## SELECTED EXCERPT
- - -
Rudolf Steiner—An Oevre By John Davy

All over the world anthroposophic initiatives have been founded which acknowledge a special debt to Rudolf Steiner. These initiatives are wide-ranging and include schools, communities for people with disabilities, biodynamic farms, medical clinics, architectural practises and enterprises.

Rudolf Steiner was born in Kraljevec (then in Austria, now in Croatia) in 1861, and died in Dornach, Switzerland in 1925. He thus saw the end of an old era and the birth pangs of a new one. His life echoed the transition intimately. The outer surface of the late nineteenth century gave little hint of the extraordinary events the twentieth century would bring. And a superficial biography of the first part of Steiner’s life might not easily foresee the extraordinary activities of his later years. Yet the seeds of the latter are to be found in the earlier times. Steiner was the gifted son of a minor railway official and his mother was a homemaker. He grew up in the small peasant villages of Lower Austria. He attended the village schools, and then the modern school in Weiner Neustadt. His father was a freethinker, and hoped his son would be a railway engineer rather than as a priest (the more usual destination for bright boys from the villages)(1).

Steiner undertook a degree in mathematics, physics and chemistry, and later wrote a philosophical thesis for a doctorate. He supported himself through university and afterwards by tutoring. He was drawn into literary and scholarly work. The famous Goethe scholar, Professor Karl Schroer, who had befriended the young man , arranged for him to edit the scientific writings of Goethe for a new complete edition. Steiner participated actively in the rich cultural life of Vienna. Then he was invited to Weimar, to the famous Goethe archive, where he remained for seven years, working further on the scientific writings, as well as collaborating in a complete edition of Schopenhauer. Weimar was a famous centre, visited by the leading lights of Central European culture, and Steiner knew many of the major figures of the artistic and cultural life of his time.

In 1894 he published The Philosophy of Freedom (2) but was disappointed by its reception (we shall return to the significance of this work). Then, as the end of the century approached, he left the settled world of Weimar to edit an avant-garde literary magazine in Berlin. There he met playwrights and poets who were seeking, often desperately, for alternatives of various kinds. The city was a focus for many radical groups and movements. Steiner was invited to lecture at the Berlin Worker’s Training School, sponsored by the trade unions and social democrats. Most of the teaching was Marxist, but Steiner insisted on a free hand. He gave courses on history and natural science, and practical exercises in public speaking. His appeal is such that he is invited to give a festival address to 7000 printers at the Berlin circus stadium on the occasion of the Gutenberg jubilee. But his refusal to toe any party line did not endear him to the political activists, and soon after the turn of the century, he was forced to drop this work.
- - -
## GIVEN RECORDS
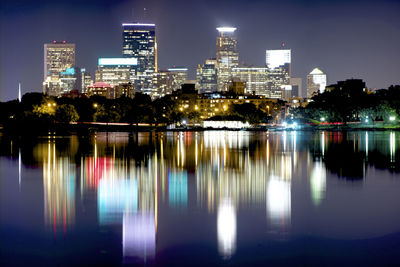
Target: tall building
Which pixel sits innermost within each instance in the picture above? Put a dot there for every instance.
- - -
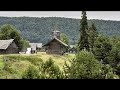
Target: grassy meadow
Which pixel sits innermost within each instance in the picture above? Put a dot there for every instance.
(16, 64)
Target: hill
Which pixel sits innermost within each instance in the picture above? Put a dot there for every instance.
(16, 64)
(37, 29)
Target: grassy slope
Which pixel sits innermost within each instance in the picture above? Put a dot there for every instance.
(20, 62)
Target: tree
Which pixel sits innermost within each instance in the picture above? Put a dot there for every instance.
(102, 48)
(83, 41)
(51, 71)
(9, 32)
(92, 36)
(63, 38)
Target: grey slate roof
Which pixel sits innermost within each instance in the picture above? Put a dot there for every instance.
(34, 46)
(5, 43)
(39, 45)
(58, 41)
- - -
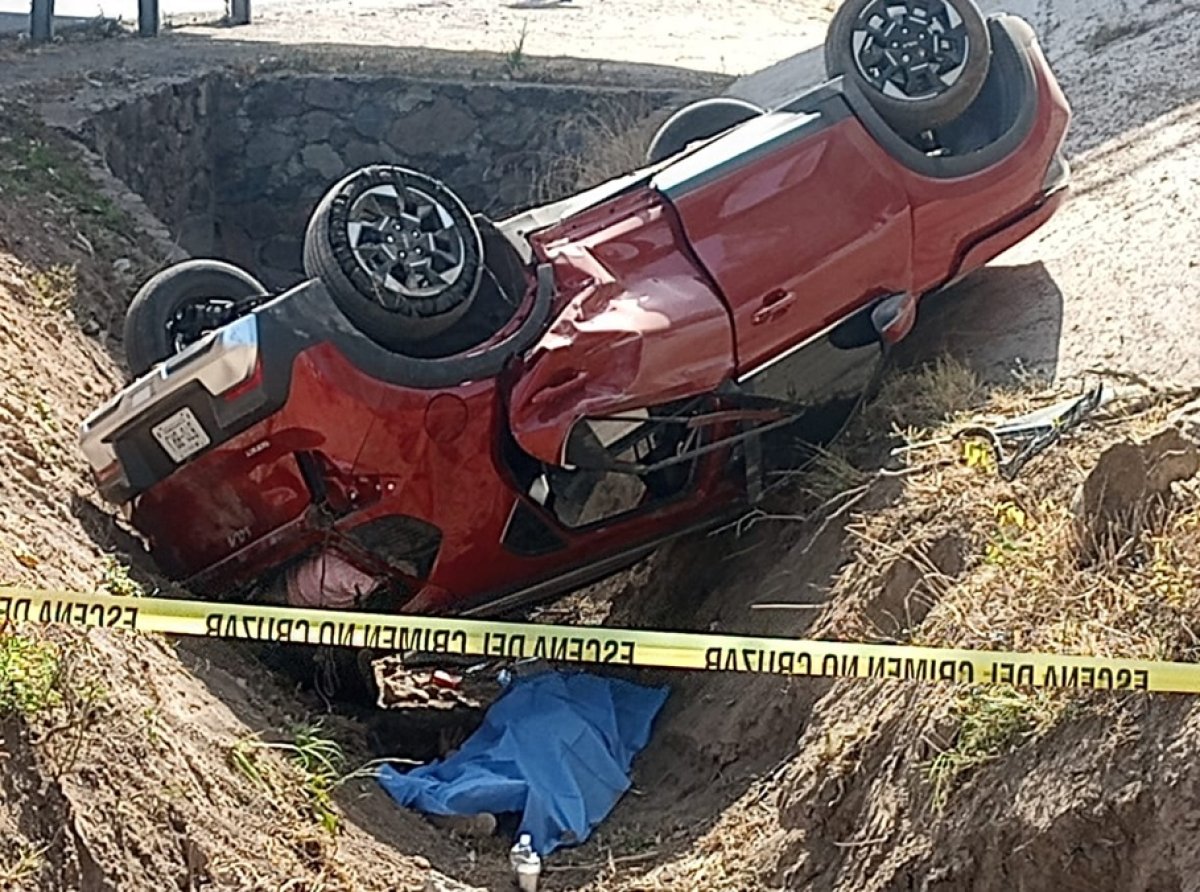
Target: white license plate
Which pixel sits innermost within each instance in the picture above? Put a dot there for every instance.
- - -
## EXERCISES TO COMPLETE
a – Answer from the piece on Rudolf Steiner:
(i) In what place and year was Steiner born?
(ii) Whose scientific writings did Professor Karl Schroer arrange for Steiner to edit?
(iii) To how many printers did Steiner give a festival address at the Berlin circus stadium?
b – Write out the piece on Rudolf Steiner word for word, everything from "All over the" down to "practises and enterprises.".
The records are separate material, unrelated to the piece on Rudolf Steiner.

## SOLUTIONS TO EACH TASK
a –
(i) Kraljevec (then in Austria, now in Croatia), in 1861.
(ii) Goethe's.
(iii) 7000.

b –
All over the world anthroposophic initiatives have been founded which acknowledge a special debt to Rudolf Steiner. These initiatives are wide-ranging and include schools, communities for people with disabilities, biodynamic farms, medical clinics, architectural practises and enterprises.